_Problem description_
Please identify each line in the items below that contains the string "pink" and copy those lines, matching case exactly.
----- Provided records
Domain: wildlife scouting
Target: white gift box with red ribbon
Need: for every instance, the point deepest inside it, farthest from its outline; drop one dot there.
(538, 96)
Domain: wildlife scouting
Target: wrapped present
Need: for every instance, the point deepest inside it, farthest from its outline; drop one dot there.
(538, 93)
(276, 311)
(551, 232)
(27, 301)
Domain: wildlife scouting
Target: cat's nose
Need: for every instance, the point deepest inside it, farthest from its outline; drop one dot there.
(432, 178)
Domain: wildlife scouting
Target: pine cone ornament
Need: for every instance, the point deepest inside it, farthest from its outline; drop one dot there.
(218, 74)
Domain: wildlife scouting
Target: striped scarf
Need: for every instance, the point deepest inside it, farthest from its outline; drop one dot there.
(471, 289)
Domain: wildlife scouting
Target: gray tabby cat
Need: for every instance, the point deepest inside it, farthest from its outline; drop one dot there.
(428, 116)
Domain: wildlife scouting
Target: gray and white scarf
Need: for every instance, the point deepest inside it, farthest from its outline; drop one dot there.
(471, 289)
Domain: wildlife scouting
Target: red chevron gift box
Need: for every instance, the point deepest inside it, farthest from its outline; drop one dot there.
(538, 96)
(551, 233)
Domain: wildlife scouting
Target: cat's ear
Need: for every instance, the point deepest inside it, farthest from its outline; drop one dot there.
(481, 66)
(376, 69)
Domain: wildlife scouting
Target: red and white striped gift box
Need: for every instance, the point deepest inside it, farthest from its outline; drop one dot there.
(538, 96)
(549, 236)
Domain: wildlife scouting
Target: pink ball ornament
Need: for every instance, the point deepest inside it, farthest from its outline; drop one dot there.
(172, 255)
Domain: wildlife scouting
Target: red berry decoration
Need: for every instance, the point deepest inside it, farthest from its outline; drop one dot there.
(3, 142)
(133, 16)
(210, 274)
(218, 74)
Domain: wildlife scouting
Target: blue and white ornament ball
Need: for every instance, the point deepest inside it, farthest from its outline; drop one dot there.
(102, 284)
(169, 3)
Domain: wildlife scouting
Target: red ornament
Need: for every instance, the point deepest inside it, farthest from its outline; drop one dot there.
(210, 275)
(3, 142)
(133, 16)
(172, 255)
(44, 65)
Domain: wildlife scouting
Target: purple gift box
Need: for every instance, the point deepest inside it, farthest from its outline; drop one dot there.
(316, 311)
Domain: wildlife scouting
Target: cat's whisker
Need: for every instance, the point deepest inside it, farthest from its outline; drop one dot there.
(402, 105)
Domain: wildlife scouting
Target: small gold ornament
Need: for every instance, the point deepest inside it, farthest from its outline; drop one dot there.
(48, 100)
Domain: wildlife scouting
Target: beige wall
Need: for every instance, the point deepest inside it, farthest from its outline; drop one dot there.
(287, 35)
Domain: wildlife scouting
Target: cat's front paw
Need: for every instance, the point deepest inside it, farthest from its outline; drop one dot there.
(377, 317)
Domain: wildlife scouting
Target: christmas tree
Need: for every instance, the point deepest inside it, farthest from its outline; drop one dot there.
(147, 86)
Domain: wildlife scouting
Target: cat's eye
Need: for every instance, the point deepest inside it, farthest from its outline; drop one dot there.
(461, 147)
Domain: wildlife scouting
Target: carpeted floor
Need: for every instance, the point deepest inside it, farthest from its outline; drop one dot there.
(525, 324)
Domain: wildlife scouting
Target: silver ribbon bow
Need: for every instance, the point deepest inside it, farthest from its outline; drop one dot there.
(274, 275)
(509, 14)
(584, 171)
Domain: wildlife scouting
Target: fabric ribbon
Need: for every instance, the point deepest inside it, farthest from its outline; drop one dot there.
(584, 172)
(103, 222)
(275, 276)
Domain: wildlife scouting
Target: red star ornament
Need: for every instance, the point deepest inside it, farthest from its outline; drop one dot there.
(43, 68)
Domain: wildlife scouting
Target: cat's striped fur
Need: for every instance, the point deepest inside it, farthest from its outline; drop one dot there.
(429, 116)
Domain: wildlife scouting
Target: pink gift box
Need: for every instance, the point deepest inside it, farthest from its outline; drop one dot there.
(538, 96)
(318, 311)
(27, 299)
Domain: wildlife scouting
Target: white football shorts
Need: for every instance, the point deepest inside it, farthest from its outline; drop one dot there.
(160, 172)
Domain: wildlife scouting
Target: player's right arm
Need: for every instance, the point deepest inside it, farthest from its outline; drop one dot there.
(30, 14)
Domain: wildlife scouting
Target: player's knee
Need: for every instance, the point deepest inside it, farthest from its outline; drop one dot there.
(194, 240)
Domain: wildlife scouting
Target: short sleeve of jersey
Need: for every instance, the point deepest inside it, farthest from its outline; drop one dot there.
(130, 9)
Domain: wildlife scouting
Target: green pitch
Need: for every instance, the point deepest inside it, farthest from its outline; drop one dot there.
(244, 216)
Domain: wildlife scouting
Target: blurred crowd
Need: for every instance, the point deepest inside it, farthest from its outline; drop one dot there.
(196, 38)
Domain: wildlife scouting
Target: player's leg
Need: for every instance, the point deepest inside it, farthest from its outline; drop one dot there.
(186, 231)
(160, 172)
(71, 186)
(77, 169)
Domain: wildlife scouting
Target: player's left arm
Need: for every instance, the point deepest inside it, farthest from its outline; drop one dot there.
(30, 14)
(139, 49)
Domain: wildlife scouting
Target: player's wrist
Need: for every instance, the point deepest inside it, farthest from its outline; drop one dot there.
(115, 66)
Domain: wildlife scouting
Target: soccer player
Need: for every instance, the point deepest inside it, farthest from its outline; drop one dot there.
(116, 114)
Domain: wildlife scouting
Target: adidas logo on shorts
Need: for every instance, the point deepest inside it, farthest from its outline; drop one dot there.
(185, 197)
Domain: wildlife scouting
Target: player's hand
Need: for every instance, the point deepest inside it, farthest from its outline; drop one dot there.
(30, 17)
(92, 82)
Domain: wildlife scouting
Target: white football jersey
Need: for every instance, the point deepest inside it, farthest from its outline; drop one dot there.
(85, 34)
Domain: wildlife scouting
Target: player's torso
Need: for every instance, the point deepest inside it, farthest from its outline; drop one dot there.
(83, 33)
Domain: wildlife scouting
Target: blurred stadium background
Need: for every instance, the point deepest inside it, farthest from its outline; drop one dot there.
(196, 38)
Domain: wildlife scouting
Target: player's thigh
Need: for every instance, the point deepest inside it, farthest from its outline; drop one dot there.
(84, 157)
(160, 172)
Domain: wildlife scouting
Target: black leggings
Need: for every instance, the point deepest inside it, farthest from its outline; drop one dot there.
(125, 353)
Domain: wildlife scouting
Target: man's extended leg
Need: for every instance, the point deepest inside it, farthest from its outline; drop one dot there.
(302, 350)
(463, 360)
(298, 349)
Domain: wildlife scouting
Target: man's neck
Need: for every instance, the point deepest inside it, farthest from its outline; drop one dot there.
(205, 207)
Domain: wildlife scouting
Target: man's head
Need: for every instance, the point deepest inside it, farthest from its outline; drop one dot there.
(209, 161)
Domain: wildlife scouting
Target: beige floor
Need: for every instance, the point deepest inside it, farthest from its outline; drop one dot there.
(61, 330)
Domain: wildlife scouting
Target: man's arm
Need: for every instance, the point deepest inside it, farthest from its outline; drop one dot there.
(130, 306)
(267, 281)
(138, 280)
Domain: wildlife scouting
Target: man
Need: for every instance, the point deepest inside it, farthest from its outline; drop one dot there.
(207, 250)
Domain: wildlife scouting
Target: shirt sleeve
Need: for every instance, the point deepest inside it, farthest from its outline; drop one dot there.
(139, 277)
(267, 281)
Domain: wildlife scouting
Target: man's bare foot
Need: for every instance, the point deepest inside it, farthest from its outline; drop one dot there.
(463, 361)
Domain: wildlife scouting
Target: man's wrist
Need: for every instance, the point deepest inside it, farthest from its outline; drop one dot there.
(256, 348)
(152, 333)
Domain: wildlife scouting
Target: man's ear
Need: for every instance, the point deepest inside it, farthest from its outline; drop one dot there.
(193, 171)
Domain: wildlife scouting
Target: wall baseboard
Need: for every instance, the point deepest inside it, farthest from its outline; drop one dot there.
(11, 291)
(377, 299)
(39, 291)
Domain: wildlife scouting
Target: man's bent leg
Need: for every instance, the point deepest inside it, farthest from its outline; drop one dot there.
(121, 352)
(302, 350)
----------
_Task output_
Target: pink ball ornament
Target: pink gift box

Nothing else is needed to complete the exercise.